### DIRECTIONS FOR THIS TASK:
From the first line to the last, repeat the data below exactly.

### RECORD EXCERPTS:
BEGIN

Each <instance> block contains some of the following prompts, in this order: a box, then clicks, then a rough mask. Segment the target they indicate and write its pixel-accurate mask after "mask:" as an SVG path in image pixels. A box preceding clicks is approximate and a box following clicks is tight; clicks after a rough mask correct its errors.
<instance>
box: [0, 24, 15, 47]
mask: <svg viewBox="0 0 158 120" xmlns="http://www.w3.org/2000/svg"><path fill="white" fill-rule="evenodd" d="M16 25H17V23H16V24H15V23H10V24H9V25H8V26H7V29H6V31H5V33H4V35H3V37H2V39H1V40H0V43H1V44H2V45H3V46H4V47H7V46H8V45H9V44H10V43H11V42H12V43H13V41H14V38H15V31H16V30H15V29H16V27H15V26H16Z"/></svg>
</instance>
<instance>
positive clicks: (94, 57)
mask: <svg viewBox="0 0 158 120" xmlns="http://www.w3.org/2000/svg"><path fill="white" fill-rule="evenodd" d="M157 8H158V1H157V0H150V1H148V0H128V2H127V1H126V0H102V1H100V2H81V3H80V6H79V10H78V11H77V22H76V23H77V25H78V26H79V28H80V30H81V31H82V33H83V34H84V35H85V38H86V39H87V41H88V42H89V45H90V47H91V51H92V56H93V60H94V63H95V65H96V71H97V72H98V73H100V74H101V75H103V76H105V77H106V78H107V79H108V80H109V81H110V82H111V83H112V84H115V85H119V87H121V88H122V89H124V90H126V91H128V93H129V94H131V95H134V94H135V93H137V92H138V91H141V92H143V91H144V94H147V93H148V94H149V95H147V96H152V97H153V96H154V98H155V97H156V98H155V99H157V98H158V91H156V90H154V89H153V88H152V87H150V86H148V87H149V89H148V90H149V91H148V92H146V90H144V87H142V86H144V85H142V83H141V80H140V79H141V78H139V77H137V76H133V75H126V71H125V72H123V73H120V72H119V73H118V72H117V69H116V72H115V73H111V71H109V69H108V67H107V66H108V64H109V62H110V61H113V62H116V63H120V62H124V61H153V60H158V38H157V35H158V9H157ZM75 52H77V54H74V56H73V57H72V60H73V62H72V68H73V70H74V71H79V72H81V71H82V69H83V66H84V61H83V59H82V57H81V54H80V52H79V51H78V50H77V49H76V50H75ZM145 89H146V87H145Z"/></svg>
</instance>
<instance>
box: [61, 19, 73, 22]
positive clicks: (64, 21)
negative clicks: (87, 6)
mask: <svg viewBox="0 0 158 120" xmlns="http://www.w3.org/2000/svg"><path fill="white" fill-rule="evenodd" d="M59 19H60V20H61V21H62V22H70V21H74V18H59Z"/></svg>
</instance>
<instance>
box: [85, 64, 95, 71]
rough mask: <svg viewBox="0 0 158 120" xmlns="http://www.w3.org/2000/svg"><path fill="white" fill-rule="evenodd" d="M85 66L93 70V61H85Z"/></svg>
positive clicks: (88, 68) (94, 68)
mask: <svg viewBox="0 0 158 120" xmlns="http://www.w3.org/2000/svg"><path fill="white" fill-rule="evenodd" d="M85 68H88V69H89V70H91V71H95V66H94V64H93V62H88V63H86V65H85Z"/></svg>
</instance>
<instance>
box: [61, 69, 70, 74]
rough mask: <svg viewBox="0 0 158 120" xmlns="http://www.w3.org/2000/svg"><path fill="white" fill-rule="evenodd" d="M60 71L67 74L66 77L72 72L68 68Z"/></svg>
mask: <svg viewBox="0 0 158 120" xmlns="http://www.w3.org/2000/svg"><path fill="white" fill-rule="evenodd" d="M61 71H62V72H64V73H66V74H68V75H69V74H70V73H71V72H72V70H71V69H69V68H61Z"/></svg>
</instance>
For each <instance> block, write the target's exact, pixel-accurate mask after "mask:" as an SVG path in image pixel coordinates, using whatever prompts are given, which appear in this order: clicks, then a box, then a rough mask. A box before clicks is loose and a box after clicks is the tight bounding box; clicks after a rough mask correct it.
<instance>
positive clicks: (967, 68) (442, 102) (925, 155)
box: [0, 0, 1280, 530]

END

### RESULT FOR THIS TASK:
Each <instance> block contains some of the following prompts, in this order: a box, then clicks, then a rough mask. Segment the target they indicate and write its pixel-accurate mask after "mask:" as an SVG path in image pixels. A box preceding clicks is approximate and a box following clicks is tight; clicks after a rough mask correct its errors.
<instance>
box: [0, 24, 15, 47]
mask: <svg viewBox="0 0 158 120" xmlns="http://www.w3.org/2000/svg"><path fill="white" fill-rule="evenodd" d="M16 25H17V23H16V24H15V23H10V24H9V25H8V26H7V29H6V31H5V33H4V35H3V37H2V39H1V40H0V43H1V44H2V45H3V46H4V47H7V46H8V45H9V44H10V43H11V42H12V43H13V41H14V38H15V31H16V30H15V29H16V27H15V26H16Z"/></svg>
</instance>
<instance>
positive clicks: (94, 57)
mask: <svg viewBox="0 0 158 120" xmlns="http://www.w3.org/2000/svg"><path fill="white" fill-rule="evenodd" d="M157 8H158V1H157V0H150V1H148V0H128V2H127V1H126V0H102V1H100V2H81V3H80V6H79V10H78V11H77V22H76V23H77V25H78V26H79V28H80V30H81V31H82V33H83V34H84V35H85V38H86V39H87V41H88V42H89V45H90V47H91V51H92V56H93V60H94V63H95V65H96V71H97V72H98V73H100V74H101V75H103V76H105V77H106V78H107V79H108V80H109V81H110V82H111V83H112V84H115V85H119V87H121V88H122V89H124V90H126V91H128V93H129V94H131V95H134V94H135V93H137V92H138V91H141V92H143V91H144V94H147V93H148V94H149V95H147V96H152V97H153V96H154V98H155V97H156V98H155V99H157V98H158V91H156V90H154V89H153V88H152V87H150V86H148V87H149V89H148V90H149V91H148V92H146V90H144V87H142V86H144V85H142V83H141V80H140V79H141V78H139V77H137V76H133V75H126V71H125V72H123V73H120V72H119V73H118V72H117V69H116V72H115V73H111V71H109V69H108V67H107V66H108V64H109V62H110V61H113V62H116V63H120V62H124V61H153V60H158V38H157V35H158V9H157ZM75 52H77V54H74V56H73V57H72V60H73V62H72V68H73V70H74V71H79V72H81V71H82V69H83V66H84V61H83V59H82V57H81V54H80V52H79V51H78V50H77V49H76V50H75ZM145 89H146V87H145Z"/></svg>
</instance>
<instance>
box: [61, 19, 73, 22]
positive clicks: (64, 21)
negative clicks: (87, 6)
mask: <svg viewBox="0 0 158 120" xmlns="http://www.w3.org/2000/svg"><path fill="white" fill-rule="evenodd" d="M59 19H60V20H61V21H62V22H70V21H74V18H59Z"/></svg>
</instance>
<instance>
box: [85, 64, 95, 71]
rough mask: <svg viewBox="0 0 158 120" xmlns="http://www.w3.org/2000/svg"><path fill="white" fill-rule="evenodd" d="M85 66L93 70V61H85Z"/></svg>
positive clicks: (88, 68) (94, 68)
mask: <svg viewBox="0 0 158 120" xmlns="http://www.w3.org/2000/svg"><path fill="white" fill-rule="evenodd" d="M85 68H88V69H89V70H91V71H95V66H94V64H93V62H88V63H86V65H85Z"/></svg>
</instance>
<instance>
box: [61, 69, 70, 74]
rough mask: <svg viewBox="0 0 158 120" xmlns="http://www.w3.org/2000/svg"><path fill="white" fill-rule="evenodd" d="M60 71L67 74L66 77L72 72L68 68Z"/></svg>
mask: <svg viewBox="0 0 158 120" xmlns="http://www.w3.org/2000/svg"><path fill="white" fill-rule="evenodd" d="M61 71H62V72H64V73H66V74H68V75H69V74H70V73H71V72H72V70H71V69H69V68H61Z"/></svg>
</instance>
For each <instance> block, write the target's exact, pixel-accurate mask after "mask:" as an SVG path in image pixel coordinates, using whatever prompts are given, which appear in this order: clicks, then a box, then a rough mask. A box before clicks is loose and a box after clicks is the tight bounding box; clicks after a rough mask correct it.
<instance>
positive clicks: (967, 68) (442, 102) (925, 155)
box: [0, 0, 1280, 530]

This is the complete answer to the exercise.